Text for analysis:
╔══

Tuesday, July 05, 2005

People are starting to realize that I'm not wearing my wedding ring anymore. I've been explaining a bit of the details as to why we are separated and that "really, I'm okay". Honestly, I am just so done with the whole thing. I know that we will get a divorce, because I don't see anything changing that will make me want to stay in this. He is still unreliable, unpredictable, and irresponsible. I feel so dumb with myself for letting it all go as long as it did. Dumb, but relieved that now it's finally taken the turn I've been hoping for for so long.
8 1/2 years; why didn't I leave in the first 2 weeks, when he told me that he wasn't sure he was really over his ex-girlfriend yet. Why didn't I leave at 10 months, when the same ex-girlfriend got pregnant while we were living together? Why didn't I leave at 3 years, when he started staying out all night with friends, getting drunk and passing out at their houses? Why didn't I leave at 4 years, when he decided that he was "too good" for his current job and started the multi-year stretch of unemployment? Why why why?? I keep going back to these times, and ask myself why, when it was so obviously black & white, didn't I just get out?

╚══

Exercises:
• a. Answer these questions from the blog entry:
(i) What three words does the writer use to describe how he still is?
(ii) How many years does the writer give for the relationship?
(iii) At how many years did he start the multi-year stretch of unemployment?
• b. Transcribe the part of the blog entry from "8 1/2 years;" up to and including "just get out?".
You do not need the records for this work.

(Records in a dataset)
╔══

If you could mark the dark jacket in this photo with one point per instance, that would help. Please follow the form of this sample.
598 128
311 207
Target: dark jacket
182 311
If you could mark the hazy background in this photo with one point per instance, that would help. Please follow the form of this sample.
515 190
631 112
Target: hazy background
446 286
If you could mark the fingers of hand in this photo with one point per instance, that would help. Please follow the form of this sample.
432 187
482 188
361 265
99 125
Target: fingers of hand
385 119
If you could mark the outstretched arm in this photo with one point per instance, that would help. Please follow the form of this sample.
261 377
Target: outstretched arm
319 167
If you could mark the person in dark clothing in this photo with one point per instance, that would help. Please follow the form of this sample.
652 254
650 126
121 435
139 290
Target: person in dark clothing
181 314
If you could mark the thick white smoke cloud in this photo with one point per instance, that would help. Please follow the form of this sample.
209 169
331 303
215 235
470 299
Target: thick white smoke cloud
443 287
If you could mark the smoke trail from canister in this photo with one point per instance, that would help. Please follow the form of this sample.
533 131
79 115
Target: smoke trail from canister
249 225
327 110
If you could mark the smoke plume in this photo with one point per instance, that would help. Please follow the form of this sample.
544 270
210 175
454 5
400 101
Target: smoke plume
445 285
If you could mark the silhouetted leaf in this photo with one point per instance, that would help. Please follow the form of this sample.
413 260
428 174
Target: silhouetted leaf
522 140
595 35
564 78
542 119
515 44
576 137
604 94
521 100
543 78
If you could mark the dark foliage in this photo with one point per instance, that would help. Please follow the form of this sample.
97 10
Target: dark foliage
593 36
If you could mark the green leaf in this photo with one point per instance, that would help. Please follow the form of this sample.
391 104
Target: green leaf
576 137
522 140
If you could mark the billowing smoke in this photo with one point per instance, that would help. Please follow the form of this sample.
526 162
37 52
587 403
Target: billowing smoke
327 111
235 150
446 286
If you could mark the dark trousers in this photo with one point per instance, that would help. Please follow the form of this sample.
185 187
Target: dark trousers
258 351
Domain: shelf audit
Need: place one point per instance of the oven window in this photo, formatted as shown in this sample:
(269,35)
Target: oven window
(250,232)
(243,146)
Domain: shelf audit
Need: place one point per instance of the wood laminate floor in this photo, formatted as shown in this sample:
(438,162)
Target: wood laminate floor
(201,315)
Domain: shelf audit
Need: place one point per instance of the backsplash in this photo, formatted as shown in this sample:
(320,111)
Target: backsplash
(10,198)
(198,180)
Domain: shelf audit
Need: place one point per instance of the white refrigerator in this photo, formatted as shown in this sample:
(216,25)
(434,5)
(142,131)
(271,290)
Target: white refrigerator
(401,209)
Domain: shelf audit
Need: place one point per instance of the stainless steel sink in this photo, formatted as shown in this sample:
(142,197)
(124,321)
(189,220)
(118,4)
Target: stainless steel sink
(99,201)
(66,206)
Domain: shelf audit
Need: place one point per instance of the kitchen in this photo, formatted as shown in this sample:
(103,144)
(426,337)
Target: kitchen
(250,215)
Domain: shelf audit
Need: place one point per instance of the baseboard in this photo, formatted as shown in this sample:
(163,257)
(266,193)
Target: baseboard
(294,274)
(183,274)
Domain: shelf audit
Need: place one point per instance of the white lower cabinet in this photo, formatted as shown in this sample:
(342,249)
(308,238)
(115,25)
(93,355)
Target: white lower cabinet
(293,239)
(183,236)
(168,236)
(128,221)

╚══

Per-task answers:
• a.
(i) Unreliable, unpredictable, and irresponsible.
(ii) 8 1/2 years.
(iii) At 4 years.

• b.
8 1/2 years; why didn't I leave in the first 2 weeks, when he told me that he wasn't sure he was really over his ex-girlfriend yet. Why didn't I leave at 10 months, when the same ex-girlfriend got pregnant while we were living together? Why didn't I leave at 3 years, when he started staying out all night with friends, getting drunk and passing out at their houses? Why didn't I leave at 4 years, when he decided that he was "too good" for his current job and started the multi-year stretch of unemployment? Why why why?? I keep going back to these times, and ask myself why, when it was so obviously black & white, didn't I just get out?